▶ _EXERCISE INSTRUCTIONS_:
Rewrite all of the material below with "report" changed to "list" everywhere it appears, keeping every other word as it is. Omit the pictures from your version.
____________
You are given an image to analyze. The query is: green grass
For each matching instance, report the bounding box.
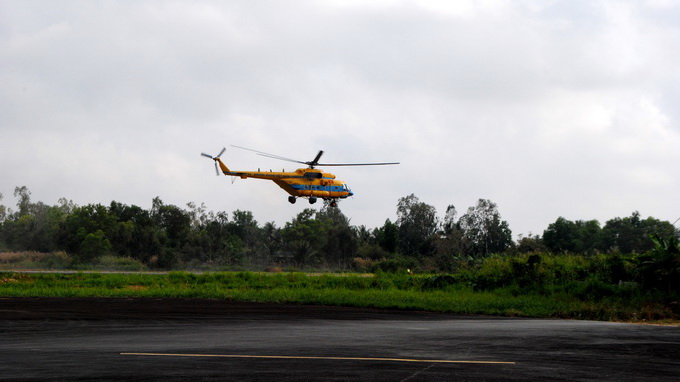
[0,272,676,320]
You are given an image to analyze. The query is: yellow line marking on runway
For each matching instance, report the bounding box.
[120,353,515,365]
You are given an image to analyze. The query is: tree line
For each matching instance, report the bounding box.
[0,186,680,272]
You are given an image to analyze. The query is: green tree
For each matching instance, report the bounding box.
[638,234,680,295]
[0,192,7,222]
[77,229,111,263]
[458,199,513,257]
[601,211,677,253]
[543,216,602,254]
[316,206,358,268]
[397,194,439,256]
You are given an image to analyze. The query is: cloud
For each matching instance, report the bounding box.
[0,1,680,234]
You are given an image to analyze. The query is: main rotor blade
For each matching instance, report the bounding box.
[307,150,323,167]
[231,145,307,164]
[317,162,399,167]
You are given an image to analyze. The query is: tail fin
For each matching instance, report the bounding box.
[214,157,231,173]
[201,147,230,176]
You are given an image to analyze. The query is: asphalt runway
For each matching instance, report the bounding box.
[0,298,680,382]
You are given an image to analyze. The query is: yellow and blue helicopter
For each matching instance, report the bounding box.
[201,145,399,207]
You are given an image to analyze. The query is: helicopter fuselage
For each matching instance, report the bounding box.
[215,158,354,200]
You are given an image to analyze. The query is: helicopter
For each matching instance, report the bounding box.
[201,145,399,207]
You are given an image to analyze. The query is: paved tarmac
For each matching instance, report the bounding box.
[0,298,680,382]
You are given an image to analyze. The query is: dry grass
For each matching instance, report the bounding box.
[0,251,50,264]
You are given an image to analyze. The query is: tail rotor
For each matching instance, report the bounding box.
[201,147,227,176]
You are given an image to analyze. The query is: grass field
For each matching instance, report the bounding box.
[0,272,674,321]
____________
▶ _SOLUTION FOR THIS TASK_:
You are given an image to analyze. The query is: green grass
For each matching instance, list the bounding box.
[0,272,676,320]
You are given an image to analyze. The query is: yellow line marking on runway
For each matching instance, list the bounding box.
[120,353,515,365]
You are given an image to analyze. The query is: tree line
For each matching instance, list the bounding box.
[0,186,680,272]
You are given an image to analyze. The query is: green tree
For each matching instance, list the bounding box.
[638,234,680,295]
[0,192,7,222]
[77,229,111,263]
[458,199,513,257]
[601,211,677,253]
[543,216,602,254]
[316,206,358,268]
[397,194,439,256]
You are given an image to analyze. The query is: cloud
For each matching instance, list the bounding box.
[0,1,680,234]
You are given an image to analyze. The query is: main rotor blade
For each matching instance, list the bounding box.
[307,150,323,167]
[231,145,307,164]
[317,162,399,167]
You are given an image to analyze. The query is: tail fin
For each matching instance, list the bounding box.
[214,157,231,173]
[201,147,230,176]
You are given an image to analyze. The query is: asphalt runway
For each matching instance, list the bounding box.
[0,298,680,382]
You are given an image to analyze. The query is: yellow and blue helicopter
For each matching instance, list the bounding box.
[201,145,399,207]
You are given an image to analyze. The query is: helicopter fuselage
For each matching instance, list the bounding box.
[215,158,354,200]
You are given an image to analyze. The query is: helicopter
For each matching instance, list the bounding box.
[201,145,399,207]
You are given an image to analyze. The query is: paved tarmac
For each matching instance, list the bounding box.
[0,298,680,382]
You are given an image to analyze. The query is: dry grass
For each matching instance, list the bounding box.
[0,251,50,264]
You are given an image to analyze. The query is: tail rotor
For each matching instance, list the bounding box.
[201,147,227,176]
You are given an image to analyze. The query is: grass field
For each matching instance, list the bounding box.
[0,272,674,321]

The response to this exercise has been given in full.